Copy every entry word for word. Skip the pictures.
==========
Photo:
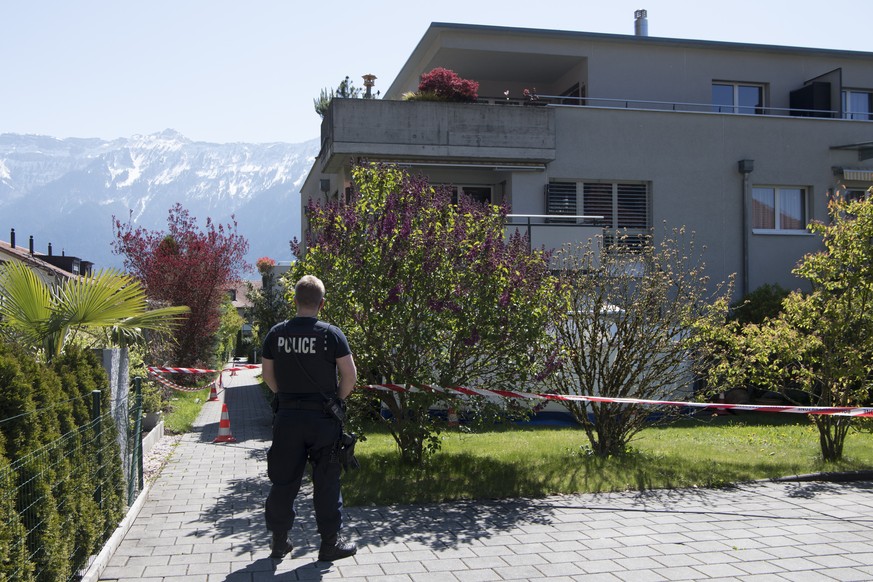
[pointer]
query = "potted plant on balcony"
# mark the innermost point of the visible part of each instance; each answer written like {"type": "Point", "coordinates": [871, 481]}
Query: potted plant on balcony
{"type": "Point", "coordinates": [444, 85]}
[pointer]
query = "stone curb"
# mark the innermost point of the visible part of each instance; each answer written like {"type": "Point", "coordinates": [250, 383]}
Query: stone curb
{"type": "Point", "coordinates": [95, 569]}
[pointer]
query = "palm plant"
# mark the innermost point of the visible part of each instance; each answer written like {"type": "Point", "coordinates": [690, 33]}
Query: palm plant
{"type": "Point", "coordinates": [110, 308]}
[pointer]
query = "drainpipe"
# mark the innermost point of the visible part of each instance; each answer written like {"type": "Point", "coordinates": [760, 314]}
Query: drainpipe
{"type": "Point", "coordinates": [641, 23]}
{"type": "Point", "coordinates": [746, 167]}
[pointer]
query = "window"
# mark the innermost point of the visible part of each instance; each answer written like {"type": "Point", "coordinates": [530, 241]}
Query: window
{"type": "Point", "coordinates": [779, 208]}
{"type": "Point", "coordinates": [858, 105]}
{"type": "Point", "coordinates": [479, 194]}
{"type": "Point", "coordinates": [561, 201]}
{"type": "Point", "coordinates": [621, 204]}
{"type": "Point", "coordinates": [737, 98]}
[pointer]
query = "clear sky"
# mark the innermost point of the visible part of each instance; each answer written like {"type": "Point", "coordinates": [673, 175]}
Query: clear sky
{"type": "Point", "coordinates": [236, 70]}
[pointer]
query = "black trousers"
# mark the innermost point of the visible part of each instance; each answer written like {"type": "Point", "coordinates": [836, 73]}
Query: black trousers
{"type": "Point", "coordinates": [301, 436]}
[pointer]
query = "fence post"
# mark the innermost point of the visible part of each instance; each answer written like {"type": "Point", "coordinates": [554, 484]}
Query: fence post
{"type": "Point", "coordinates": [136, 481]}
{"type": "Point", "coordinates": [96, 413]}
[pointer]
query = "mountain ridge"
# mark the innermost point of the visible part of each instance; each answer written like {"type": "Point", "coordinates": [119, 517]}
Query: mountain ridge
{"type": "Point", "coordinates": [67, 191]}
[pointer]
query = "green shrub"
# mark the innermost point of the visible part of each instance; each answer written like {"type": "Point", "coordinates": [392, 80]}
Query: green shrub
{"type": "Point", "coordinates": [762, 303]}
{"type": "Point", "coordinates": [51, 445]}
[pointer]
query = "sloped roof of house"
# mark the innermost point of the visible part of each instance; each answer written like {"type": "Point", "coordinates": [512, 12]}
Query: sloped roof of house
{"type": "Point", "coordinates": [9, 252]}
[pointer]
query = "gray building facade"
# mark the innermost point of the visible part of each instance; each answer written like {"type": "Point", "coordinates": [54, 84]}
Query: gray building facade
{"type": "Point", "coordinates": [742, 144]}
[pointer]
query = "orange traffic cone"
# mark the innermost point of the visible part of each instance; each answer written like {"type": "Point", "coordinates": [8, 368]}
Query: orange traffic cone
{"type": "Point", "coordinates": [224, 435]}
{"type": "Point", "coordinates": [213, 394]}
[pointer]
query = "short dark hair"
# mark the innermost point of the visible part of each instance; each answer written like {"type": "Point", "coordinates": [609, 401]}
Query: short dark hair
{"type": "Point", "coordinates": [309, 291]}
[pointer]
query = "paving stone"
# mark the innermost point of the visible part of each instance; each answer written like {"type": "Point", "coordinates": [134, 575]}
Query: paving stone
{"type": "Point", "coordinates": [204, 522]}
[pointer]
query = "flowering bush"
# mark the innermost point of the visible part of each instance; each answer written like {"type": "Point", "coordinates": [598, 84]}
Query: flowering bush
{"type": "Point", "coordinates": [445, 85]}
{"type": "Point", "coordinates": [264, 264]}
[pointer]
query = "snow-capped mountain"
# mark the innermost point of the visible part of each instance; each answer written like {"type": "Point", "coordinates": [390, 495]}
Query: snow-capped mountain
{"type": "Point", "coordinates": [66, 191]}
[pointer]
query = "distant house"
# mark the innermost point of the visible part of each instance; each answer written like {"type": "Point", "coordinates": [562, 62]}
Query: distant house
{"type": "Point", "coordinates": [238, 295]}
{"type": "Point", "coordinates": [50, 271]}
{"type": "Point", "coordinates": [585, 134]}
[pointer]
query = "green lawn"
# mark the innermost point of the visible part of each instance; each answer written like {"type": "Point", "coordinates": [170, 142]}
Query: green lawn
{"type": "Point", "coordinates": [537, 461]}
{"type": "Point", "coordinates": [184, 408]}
==========
Solution:
Photo:
[pointer]
query = "potted plant on balcony"
# mark the innermost point of the visible part of each instance; each answer written like {"type": "Point", "coordinates": [871, 481]}
Query: potted plant on balcony
{"type": "Point", "coordinates": [444, 85]}
[pointer]
query = "stone curb"
# mark the innermost point of the visible part of each instance; each answer written like {"type": "Point", "coordinates": [250, 383]}
Query: stone curb
{"type": "Point", "coordinates": [95, 569]}
[pointer]
query = "palm plant"
# mark the innermost point of the visible part of each instance; each answer written like {"type": "Point", "coordinates": [690, 33]}
Query: palm plant
{"type": "Point", "coordinates": [110, 308]}
[pointer]
query = "drainpipe"
# mark the innermost point of the visible part of each instance; each answer written like {"type": "Point", "coordinates": [760, 314]}
Query: drainpipe
{"type": "Point", "coordinates": [641, 23]}
{"type": "Point", "coordinates": [746, 167]}
[pointer]
query = "window"
# mark the innermost point of the visible part of each instance; each answer written like {"type": "Point", "coordinates": [530, 241]}
Query: window
{"type": "Point", "coordinates": [779, 208]}
{"type": "Point", "coordinates": [858, 105]}
{"type": "Point", "coordinates": [479, 194]}
{"type": "Point", "coordinates": [561, 201]}
{"type": "Point", "coordinates": [621, 204]}
{"type": "Point", "coordinates": [737, 98]}
[pointer]
query = "clear sky"
# mark the innermost point of the visible part of each instance; each answer written like {"type": "Point", "coordinates": [673, 175]}
Query: clear sky
{"type": "Point", "coordinates": [236, 70]}
[pointer]
query = "black trousers"
# mark the innermost point of the visible part of each instance; each answer written like {"type": "Point", "coordinates": [836, 73]}
Query: black trousers
{"type": "Point", "coordinates": [301, 436]}
[pointer]
query = "fence post"
# mark the innermost point of the visible part of each instance; each answer written like {"type": "Point", "coordinates": [554, 484]}
Query: fence post
{"type": "Point", "coordinates": [136, 481]}
{"type": "Point", "coordinates": [96, 413]}
[pointer]
query = "mountain ridge"
# mark the innermost point of the visible part of each instance; each answer written like {"type": "Point", "coordinates": [119, 517]}
Query: mountain ridge
{"type": "Point", "coordinates": [67, 191]}
[pointer]
query = "green shrub"
# mark the innermost point of the visible part of each instance; each answer written like {"type": "Point", "coordinates": [392, 80]}
Query: green shrub
{"type": "Point", "coordinates": [762, 303]}
{"type": "Point", "coordinates": [51, 445]}
[pointer]
query = "sloped roof of house"
# mark the innermost point of the visible part of each instance; each answer written like {"type": "Point", "coordinates": [512, 12]}
Query: sloped roof of house
{"type": "Point", "coordinates": [9, 252]}
[pointer]
query = "gray building facade"
# mark the innermost point of the visible part of each instance; each answer written like {"type": "Point", "coordinates": [54, 84]}
Query: gray building facade
{"type": "Point", "coordinates": [742, 144]}
[pointer]
query = "orange traffic cone"
# mark the innermost point of the visible part of each instance; each answer written like {"type": "Point", "coordinates": [8, 368]}
Query: orange traffic cone
{"type": "Point", "coordinates": [224, 435]}
{"type": "Point", "coordinates": [213, 394]}
[pointer]
query = "short dark hair"
# mark the innermost point of the visible part of each instance; each answer written like {"type": "Point", "coordinates": [609, 401]}
Query: short dark hair
{"type": "Point", "coordinates": [309, 291]}
[pointer]
query = "paving stone"
# mark the innermost point of the visible part of each instance; each answer written like {"type": "Point", "coordinates": [134, 575]}
Query: paving stone
{"type": "Point", "coordinates": [204, 522]}
[pointer]
query = "flowering bush"
# mark the innermost point of the visible part of each instance; each answer written like {"type": "Point", "coordinates": [598, 84]}
Query: flowering bush
{"type": "Point", "coordinates": [445, 85]}
{"type": "Point", "coordinates": [264, 264]}
[pointer]
query = "snow-capped mountain"
# mark the innermost point of the visible part of each instance; each answer written like {"type": "Point", "coordinates": [390, 495]}
Query: snow-capped mountain
{"type": "Point", "coordinates": [66, 191]}
[pointer]
query = "distant house"
# mark the innermost point of the visible part of each instance; each answer written like {"type": "Point", "coordinates": [562, 62]}
Query: distant house
{"type": "Point", "coordinates": [238, 295]}
{"type": "Point", "coordinates": [50, 271]}
{"type": "Point", "coordinates": [585, 134]}
[pointer]
query = "green lawn"
# mark the innermost point of the visible part of each instance; each answer written like {"type": "Point", "coordinates": [170, 142]}
Query: green lawn
{"type": "Point", "coordinates": [537, 461]}
{"type": "Point", "coordinates": [184, 408]}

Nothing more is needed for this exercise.